Task details: Swap "Bet you can't find" for "Try to spot" throughout the data below and write every line out again, changing nothing else and leaving out the pictures.

--- begin Material ---

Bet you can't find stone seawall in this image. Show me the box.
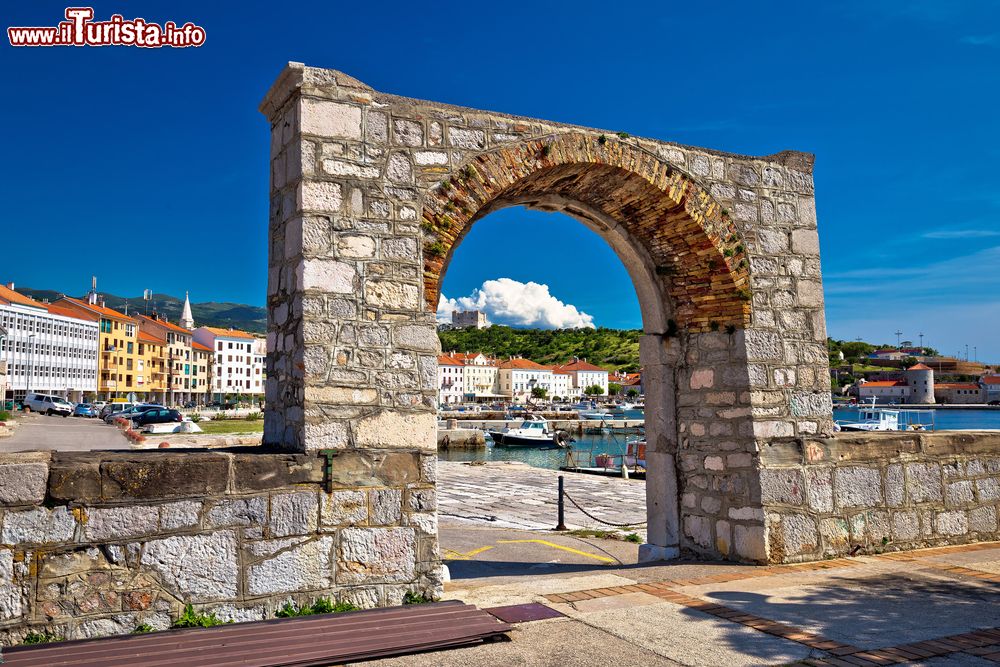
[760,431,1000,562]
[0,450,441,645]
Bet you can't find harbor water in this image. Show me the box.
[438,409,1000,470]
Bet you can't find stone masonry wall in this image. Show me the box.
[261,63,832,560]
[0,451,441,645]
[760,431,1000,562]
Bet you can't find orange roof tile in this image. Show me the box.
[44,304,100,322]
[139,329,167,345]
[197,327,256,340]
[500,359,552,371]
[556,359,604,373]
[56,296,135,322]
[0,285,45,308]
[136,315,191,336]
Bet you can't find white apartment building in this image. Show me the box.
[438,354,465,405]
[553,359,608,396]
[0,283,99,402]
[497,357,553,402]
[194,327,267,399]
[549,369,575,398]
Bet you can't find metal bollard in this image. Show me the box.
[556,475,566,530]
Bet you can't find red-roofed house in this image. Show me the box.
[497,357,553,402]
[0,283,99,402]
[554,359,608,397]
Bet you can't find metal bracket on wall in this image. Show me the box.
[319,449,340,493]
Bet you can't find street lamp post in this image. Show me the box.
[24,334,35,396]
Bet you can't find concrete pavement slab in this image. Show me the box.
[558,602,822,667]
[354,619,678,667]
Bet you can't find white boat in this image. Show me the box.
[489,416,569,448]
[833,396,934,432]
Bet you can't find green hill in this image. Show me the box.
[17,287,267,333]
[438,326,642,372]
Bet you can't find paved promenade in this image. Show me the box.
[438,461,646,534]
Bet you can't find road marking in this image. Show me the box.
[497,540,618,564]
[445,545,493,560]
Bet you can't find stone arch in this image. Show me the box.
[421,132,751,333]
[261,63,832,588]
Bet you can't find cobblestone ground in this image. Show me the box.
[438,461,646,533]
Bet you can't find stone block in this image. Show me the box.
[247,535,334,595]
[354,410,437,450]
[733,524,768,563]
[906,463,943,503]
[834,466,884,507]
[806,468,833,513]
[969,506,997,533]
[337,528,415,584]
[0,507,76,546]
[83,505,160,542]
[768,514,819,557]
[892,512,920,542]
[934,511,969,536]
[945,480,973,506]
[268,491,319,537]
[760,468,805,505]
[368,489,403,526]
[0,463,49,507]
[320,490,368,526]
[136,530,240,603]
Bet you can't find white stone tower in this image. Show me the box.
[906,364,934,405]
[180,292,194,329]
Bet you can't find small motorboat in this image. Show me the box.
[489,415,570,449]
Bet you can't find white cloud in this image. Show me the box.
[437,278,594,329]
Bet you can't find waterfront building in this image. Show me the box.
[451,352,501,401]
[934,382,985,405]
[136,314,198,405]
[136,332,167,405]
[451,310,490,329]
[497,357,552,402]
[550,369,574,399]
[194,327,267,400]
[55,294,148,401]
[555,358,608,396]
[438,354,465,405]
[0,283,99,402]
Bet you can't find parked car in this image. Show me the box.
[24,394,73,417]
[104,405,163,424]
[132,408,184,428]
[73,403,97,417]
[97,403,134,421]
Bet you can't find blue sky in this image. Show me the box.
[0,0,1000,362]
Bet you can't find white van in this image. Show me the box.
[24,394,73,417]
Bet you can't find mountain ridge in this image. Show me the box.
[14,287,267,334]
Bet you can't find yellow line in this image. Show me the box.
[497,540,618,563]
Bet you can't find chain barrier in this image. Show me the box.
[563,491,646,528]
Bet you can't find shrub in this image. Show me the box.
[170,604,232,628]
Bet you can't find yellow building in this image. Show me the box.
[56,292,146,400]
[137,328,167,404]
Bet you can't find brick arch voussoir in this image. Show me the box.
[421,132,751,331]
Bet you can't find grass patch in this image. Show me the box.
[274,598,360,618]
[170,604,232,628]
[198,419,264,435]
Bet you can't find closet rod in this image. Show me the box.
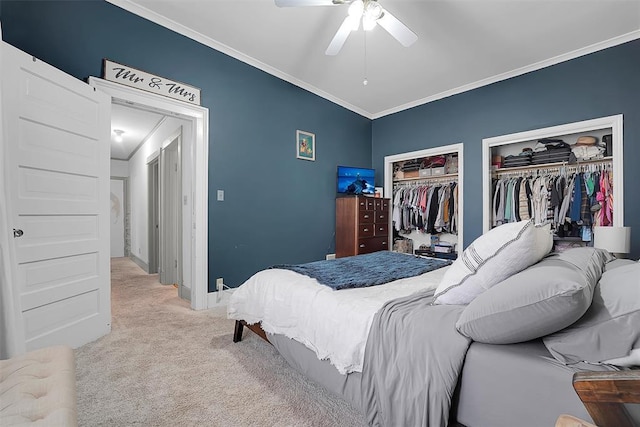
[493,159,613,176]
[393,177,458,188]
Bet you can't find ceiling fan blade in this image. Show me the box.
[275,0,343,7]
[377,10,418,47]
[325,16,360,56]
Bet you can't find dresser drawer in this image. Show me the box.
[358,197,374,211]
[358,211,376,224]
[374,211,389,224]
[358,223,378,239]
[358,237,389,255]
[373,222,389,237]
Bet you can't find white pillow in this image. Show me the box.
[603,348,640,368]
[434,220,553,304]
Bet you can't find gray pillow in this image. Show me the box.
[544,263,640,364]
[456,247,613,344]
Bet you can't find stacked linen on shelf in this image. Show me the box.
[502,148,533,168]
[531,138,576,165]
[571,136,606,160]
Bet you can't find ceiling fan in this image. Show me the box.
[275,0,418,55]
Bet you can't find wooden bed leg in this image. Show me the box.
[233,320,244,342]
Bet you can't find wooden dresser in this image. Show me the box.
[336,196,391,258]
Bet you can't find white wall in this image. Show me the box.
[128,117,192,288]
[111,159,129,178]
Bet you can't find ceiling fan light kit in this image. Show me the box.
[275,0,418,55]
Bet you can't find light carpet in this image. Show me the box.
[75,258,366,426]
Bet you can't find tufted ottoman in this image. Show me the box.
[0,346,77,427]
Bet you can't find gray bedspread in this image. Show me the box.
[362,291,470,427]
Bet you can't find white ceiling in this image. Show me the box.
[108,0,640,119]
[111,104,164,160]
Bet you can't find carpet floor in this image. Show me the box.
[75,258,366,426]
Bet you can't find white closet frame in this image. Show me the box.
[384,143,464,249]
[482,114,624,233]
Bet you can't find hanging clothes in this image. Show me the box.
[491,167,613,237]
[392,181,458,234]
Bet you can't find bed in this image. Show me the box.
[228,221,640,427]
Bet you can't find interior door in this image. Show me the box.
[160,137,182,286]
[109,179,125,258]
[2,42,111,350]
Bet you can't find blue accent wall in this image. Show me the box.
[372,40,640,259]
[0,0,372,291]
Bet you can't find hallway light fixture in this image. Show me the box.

--- end Material ---

Answer:
Try to spot stone seawall in this image. Show me the box.
[760,431,1000,562]
[0,450,441,645]
Try to spot harbor water in this image. Show me the box.
[438,409,1000,470]
Try to spot stone masonry wall in this image. Show me the box.
[261,63,832,560]
[0,451,441,645]
[760,431,1000,562]
Try to spot orange roof tile in this image. Show me the box.
[44,304,100,322]
[139,329,167,345]
[197,327,256,340]
[500,359,552,371]
[556,359,604,373]
[56,296,135,322]
[0,285,45,308]
[136,315,191,336]
Try to spot white apartment building in this image. Show me the box.
[438,354,465,405]
[553,359,608,396]
[0,283,99,402]
[497,357,553,402]
[194,327,267,399]
[549,369,575,398]
Try to spot metal bollard in this image. Show me the box.
[556,475,566,530]
Try to spot red-roofed house in this image. Show me the box.
[497,357,553,402]
[0,283,99,402]
[554,359,608,397]
Try to spot metal bracket on wall in this image. Show me the box.
[319,449,340,493]
Try to spot street lamp post in this image. Show me the box.
[24,334,35,396]
Try to spot concrete pavement slab in this image. Show me the box.
[558,602,822,667]
[354,619,678,667]
Try to spot white boat in this image. Show me the box.
[489,416,569,448]
[833,396,934,432]
Try to spot green hill in this image. Show me the box.
[17,287,267,333]
[438,326,642,372]
Try to spot paved promenade in this image. Show me the box.
[438,461,646,534]
Try to spot road marking in this image. Show me the box.
[497,540,618,564]
[445,545,493,560]
Try to spot stone arch in this image. Show me the box.
[421,132,751,333]
[261,63,832,588]
Try to spot cobblestone ground in this image. Show me the box.
[438,461,646,533]
Try to spot stone block in this image. Show me the box.
[247,535,334,595]
[354,410,437,450]
[733,524,768,563]
[906,463,943,503]
[834,466,884,507]
[806,468,833,513]
[969,506,997,533]
[337,528,415,584]
[0,507,76,546]
[83,505,160,542]
[768,514,819,557]
[892,512,920,542]
[934,511,969,536]
[945,480,973,506]
[268,491,319,537]
[760,468,805,505]
[368,489,403,526]
[0,463,49,507]
[320,490,368,526]
[136,530,240,603]
Try to spot white stone tower in this image. Show me the box.
[906,364,934,405]
[180,292,194,329]
Try to spot small motorboat in this image. Show me the box.
[489,415,570,449]
Try to spot white cloud in this image. Show me the box.
[437,278,594,329]
Try to spot waterfront building in this image. Show me the box.
[451,352,501,401]
[934,382,985,405]
[136,314,198,405]
[136,332,167,405]
[451,310,490,329]
[497,357,552,402]
[550,369,574,399]
[194,327,267,400]
[55,294,148,401]
[555,358,608,396]
[438,354,465,405]
[0,283,99,402]
Try to spot parked car in this image. Show me the box.
[24,394,73,417]
[104,405,163,424]
[132,408,184,428]
[73,403,97,417]
[97,403,134,421]
Try to spot blue sky in this image. Show me the box.
[0,0,1000,362]
Try to spot white van in this image. Show me the box.
[24,394,73,417]
Try to spot mountain ridge in this image. Show me the box.
[14,287,267,334]
Try to spot yellow line in this image. Show me the box.
[497,540,618,563]
Try to spot chain barrier in this image. Show me the box.
[563,491,646,528]
Try to spot shrub in this image. Show me the box.
[170,604,232,628]
Try to spot yellow building in this image. Show me the box.
[56,292,146,400]
[137,328,167,404]
Try to spot brick arch voussoir in this image. Show me the box.
[421,132,751,331]
Try to spot grass patch in this image. Show me the box.
[274,598,360,618]
[170,604,232,628]
[198,419,264,435]
Try to spot closet rod in this image. Show me the box.
[493,159,613,176]
[393,177,458,188]
Try to spot ceiling fan blade in this image. Show me the box.
[275,0,343,7]
[377,10,418,47]
[325,16,360,56]
Try to spot dresser drawer in this image. Show me the box.
[358,197,374,211]
[358,211,376,224]
[374,211,389,224]
[358,223,378,239]
[358,237,389,255]
[373,222,389,237]
Try to spot white pillow in this image. Show me the box.
[603,348,640,368]
[434,220,553,304]
Try to spot gray pillow in this image. Show me the box.
[544,263,640,364]
[456,247,613,344]
Try to spot stacked linen on shelf in this image. Show me the box.
[502,148,533,168]
[531,138,576,165]
[571,136,606,160]
Try to spot ceiling fan in this image. Show me the box.
[275,0,418,55]
Try to spot wooden bed leg in this image. Show me the box.
[233,320,244,342]
Try to spot wooden dresser in this image. Show me the box.
[336,196,391,258]
Try to spot white wall in this image. Show me the box.
[128,117,192,288]
[111,159,129,178]
Try to spot ceiling fan light kit in this image. Show me the box.
[275,0,418,55]
Try to spot light carpet in this image. Show me the box.
[75,258,366,426]
Try to spot tufted ottoman in this image. Show me the box.
[0,346,77,427]
Try to spot gray bedspread in this image. Show me the box.
[362,291,470,427]
Try to spot white ceiling in this image. Show me the box.
[108,0,640,119]
[111,104,164,160]
Try to spot carpet floor in this image. Show me the box.
[75,258,366,426]
Try to spot white closet frame in this image. Show me the box.
[384,143,464,249]
[482,114,624,233]
Try to spot hanging clothes in this image. Show me the box.
[491,167,613,237]
[392,181,458,234]
Try to spot bed in this image. Show me the box.
[228,221,640,427]
Try to spot interior door in this image. Show me the box.
[160,137,182,286]
[109,179,125,258]
[2,42,111,350]
Try to spot blue accent wall in this image. Show me the box.
[372,40,640,259]
[0,0,372,291]
Try to spot hallway light fixture in this image. Show me the box.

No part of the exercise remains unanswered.